# TASK PROMPT
The reply has to be a number alone, equal to how many lines in the entries below hold the string "logo".

>>>>

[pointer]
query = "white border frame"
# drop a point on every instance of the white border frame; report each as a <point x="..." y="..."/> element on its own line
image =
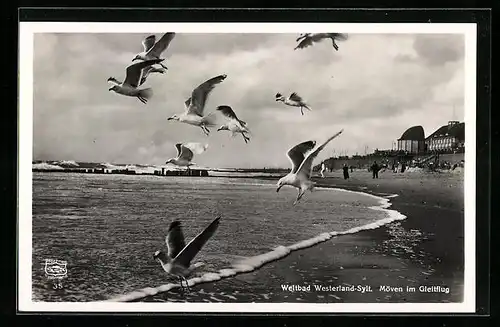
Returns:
<point x="26" y="39"/>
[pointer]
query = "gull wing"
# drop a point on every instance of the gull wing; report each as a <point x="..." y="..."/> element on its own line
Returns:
<point x="307" y="41"/>
<point x="295" y="97"/>
<point x="189" y="252"/>
<point x="135" y="71"/>
<point x="175" y="239"/>
<point x="148" y="42"/>
<point x="339" y="36"/>
<point x="200" y="95"/>
<point x="179" y="150"/>
<point x="187" y="103"/>
<point x="296" y="154"/>
<point x="186" y="153"/>
<point x="229" y="113"/>
<point x="301" y="36"/>
<point x="306" y="166"/>
<point x="162" y="44"/>
<point x="145" y="73"/>
<point x="148" y="70"/>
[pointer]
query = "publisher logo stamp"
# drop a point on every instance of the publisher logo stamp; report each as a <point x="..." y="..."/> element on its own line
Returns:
<point x="56" y="271"/>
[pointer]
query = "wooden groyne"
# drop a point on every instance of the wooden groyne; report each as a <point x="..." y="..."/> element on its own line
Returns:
<point x="162" y="172"/>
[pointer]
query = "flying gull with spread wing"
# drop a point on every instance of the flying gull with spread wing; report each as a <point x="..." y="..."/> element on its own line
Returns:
<point x="185" y="153"/>
<point x="195" y="105"/>
<point x="300" y="175"/>
<point x="293" y="100"/>
<point x="177" y="260"/>
<point x="234" y="124"/>
<point x="153" y="49"/>
<point x="308" y="39"/>
<point x="134" y="76"/>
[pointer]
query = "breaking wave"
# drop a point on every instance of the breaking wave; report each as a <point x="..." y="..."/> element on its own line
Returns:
<point x="46" y="166"/>
<point x="253" y="263"/>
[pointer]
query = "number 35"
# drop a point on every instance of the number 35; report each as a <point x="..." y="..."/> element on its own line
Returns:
<point x="57" y="286"/>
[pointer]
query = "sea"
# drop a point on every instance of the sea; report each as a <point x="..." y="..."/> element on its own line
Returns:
<point x="106" y="227"/>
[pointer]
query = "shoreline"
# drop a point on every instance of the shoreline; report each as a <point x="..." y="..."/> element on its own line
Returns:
<point x="418" y="259"/>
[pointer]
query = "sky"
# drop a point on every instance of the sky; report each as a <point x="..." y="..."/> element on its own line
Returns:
<point x="375" y="87"/>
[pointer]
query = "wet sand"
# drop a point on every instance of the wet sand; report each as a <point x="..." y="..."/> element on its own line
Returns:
<point x="424" y="250"/>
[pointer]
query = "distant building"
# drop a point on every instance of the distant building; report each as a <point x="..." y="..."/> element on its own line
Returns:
<point x="447" y="137"/>
<point x="412" y="140"/>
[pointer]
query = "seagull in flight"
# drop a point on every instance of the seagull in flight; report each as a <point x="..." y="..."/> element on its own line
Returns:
<point x="300" y="175"/>
<point x="177" y="260"/>
<point x="129" y="86"/>
<point x="148" y="70"/>
<point x="185" y="153"/>
<point x="293" y="100"/>
<point x="153" y="49"/>
<point x="307" y="39"/>
<point x="234" y="124"/>
<point x="195" y="105"/>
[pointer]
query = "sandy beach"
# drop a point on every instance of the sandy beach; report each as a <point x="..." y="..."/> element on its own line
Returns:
<point x="424" y="251"/>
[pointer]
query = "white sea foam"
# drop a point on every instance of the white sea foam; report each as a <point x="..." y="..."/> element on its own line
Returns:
<point x="46" y="166"/>
<point x="68" y="163"/>
<point x="250" y="264"/>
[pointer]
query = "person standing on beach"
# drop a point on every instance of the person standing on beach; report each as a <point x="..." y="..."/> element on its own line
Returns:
<point x="375" y="168"/>
<point x="323" y="169"/>
<point x="346" y="171"/>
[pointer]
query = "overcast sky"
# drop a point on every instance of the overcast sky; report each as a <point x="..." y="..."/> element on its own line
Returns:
<point x="374" y="87"/>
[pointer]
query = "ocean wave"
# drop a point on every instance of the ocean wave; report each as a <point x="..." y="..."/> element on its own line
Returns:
<point x="46" y="166"/>
<point x="253" y="263"/>
<point x="71" y="163"/>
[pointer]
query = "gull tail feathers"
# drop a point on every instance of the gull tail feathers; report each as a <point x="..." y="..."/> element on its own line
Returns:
<point x="209" y="120"/>
<point x="146" y="93"/>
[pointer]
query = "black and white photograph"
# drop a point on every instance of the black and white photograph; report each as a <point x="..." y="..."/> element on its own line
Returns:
<point x="258" y="167"/>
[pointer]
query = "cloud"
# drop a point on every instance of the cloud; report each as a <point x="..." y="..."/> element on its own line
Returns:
<point x="375" y="87"/>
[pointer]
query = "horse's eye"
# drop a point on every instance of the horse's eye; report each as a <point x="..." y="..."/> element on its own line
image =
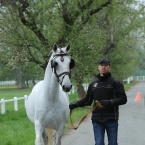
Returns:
<point x="56" y="63"/>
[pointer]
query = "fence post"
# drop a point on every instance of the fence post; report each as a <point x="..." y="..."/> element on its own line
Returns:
<point x="3" y="106"/>
<point x="15" y="104"/>
<point x="25" y="99"/>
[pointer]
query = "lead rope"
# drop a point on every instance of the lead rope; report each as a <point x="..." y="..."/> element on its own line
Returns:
<point x="98" y="105"/>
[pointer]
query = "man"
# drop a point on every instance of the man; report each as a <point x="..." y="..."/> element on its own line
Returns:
<point x="110" y="93"/>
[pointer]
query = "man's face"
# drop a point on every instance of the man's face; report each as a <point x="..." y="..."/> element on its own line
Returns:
<point x="103" y="68"/>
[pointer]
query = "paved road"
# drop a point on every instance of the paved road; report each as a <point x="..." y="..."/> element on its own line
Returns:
<point x="131" y="123"/>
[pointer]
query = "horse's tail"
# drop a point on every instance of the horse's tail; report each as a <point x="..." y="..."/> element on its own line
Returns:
<point x="50" y="133"/>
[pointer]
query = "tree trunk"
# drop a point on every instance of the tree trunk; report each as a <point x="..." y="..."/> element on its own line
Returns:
<point x="20" y="79"/>
<point x="81" y="91"/>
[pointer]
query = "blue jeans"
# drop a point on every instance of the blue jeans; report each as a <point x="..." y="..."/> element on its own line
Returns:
<point x="111" y="127"/>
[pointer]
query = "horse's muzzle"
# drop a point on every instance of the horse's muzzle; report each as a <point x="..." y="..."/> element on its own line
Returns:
<point x="66" y="88"/>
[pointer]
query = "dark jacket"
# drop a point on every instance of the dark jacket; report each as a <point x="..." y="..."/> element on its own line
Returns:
<point x="105" y="88"/>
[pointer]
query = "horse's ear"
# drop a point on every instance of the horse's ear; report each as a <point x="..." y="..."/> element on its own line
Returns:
<point x="68" y="48"/>
<point x="55" y="47"/>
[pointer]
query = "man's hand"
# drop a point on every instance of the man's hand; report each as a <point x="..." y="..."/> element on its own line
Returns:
<point x="72" y="106"/>
<point x="105" y="103"/>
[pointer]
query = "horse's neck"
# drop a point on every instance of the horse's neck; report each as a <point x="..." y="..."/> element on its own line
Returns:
<point x="51" y="85"/>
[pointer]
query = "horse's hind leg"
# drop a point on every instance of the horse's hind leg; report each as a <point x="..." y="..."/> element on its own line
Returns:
<point x="38" y="131"/>
<point x="58" y="135"/>
<point x="50" y="133"/>
<point x="45" y="137"/>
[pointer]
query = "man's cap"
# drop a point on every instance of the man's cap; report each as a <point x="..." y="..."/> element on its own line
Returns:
<point x="104" y="60"/>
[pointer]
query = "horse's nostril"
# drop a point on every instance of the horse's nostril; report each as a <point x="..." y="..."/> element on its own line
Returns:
<point x="63" y="87"/>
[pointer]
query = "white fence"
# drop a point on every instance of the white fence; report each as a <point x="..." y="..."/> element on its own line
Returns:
<point x="15" y="100"/>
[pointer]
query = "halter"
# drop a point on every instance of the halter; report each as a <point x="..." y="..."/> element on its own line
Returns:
<point x="62" y="54"/>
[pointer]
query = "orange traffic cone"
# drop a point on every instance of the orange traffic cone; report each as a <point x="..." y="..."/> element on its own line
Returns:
<point x="138" y="98"/>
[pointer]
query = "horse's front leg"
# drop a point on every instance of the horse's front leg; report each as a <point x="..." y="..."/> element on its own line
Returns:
<point x="38" y="131"/>
<point x="58" y="134"/>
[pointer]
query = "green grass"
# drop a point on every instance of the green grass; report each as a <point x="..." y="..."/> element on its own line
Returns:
<point x="15" y="127"/>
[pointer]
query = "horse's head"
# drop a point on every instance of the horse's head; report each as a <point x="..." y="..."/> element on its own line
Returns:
<point x="62" y="63"/>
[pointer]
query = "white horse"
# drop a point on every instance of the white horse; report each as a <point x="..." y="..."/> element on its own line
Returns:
<point x="48" y="106"/>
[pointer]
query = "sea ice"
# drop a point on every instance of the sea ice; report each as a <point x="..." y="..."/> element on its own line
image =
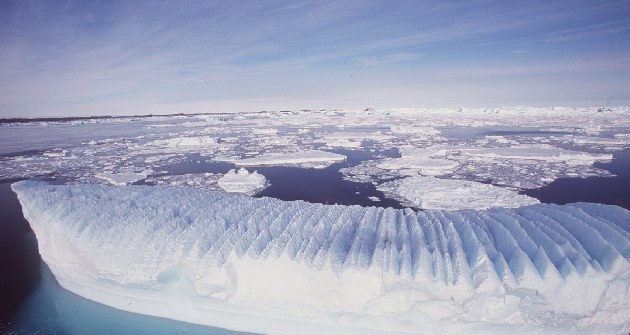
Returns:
<point x="418" y="161"/>
<point x="275" y="267"/>
<point x="123" y="178"/>
<point x="185" y="142"/>
<point x="307" y="158"/>
<point x="242" y="181"/>
<point x="436" y="193"/>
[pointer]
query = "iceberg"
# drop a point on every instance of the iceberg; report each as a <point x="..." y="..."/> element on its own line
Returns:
<point x="269" y="266"/>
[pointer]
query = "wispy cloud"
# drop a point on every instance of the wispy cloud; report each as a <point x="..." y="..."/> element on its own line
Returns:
<point x="119" y="56"/>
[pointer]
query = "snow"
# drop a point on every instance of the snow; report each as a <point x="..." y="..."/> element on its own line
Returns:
<point x="519" y="147"/>
<point x="275" y="267"/>
<point x="185" y="142"/>
<point x="123" y="178"/>
<point x="537" y="152"/>
<point x="435" y="193"/>
<point x="419" y="161"/>
<point x="308" y="158"/>
<point x="242" y="181"/>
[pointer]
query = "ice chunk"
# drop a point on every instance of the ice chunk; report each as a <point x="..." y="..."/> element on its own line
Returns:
<point x="185" y="142"/>
<point x="122" y="178"/>
<point x="436" y="193"/>
<point x="275" y="267"/>
<point x="307" y="158"/>
<point x="417" y="160"/>
<point x="243" y="182"/>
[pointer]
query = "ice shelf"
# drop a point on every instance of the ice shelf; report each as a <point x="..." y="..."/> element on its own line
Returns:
<point x="276" y="267"/>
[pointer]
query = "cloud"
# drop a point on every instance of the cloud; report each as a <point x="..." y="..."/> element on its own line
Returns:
<point x="121" y="57"/>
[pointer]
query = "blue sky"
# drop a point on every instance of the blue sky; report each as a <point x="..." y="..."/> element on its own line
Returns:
<point x="137" y="57"/>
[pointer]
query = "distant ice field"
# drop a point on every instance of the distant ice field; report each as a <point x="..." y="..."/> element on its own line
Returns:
<point x="421" y="159"/>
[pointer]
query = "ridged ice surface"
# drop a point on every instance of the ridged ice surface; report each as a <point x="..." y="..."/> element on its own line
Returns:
<point x="544" y="266"/>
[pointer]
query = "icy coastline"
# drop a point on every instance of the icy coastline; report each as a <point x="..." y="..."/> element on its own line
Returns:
<point x="276" y="267"/>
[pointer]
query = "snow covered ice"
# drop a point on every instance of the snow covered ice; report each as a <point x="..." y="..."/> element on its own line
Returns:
<point x="242" y="181"/>
<point x="270" y="266"/>
<point x="435" y="193"/>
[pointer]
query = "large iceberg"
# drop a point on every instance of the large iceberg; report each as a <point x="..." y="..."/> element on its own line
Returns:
<point x="270" y="266"/>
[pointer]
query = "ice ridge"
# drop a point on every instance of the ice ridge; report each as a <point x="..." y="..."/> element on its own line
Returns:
<point x="136" y="241"/>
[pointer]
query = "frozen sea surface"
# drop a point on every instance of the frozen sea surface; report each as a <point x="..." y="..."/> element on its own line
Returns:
<point x="555" y="155"/>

<<<<

# REPLY
2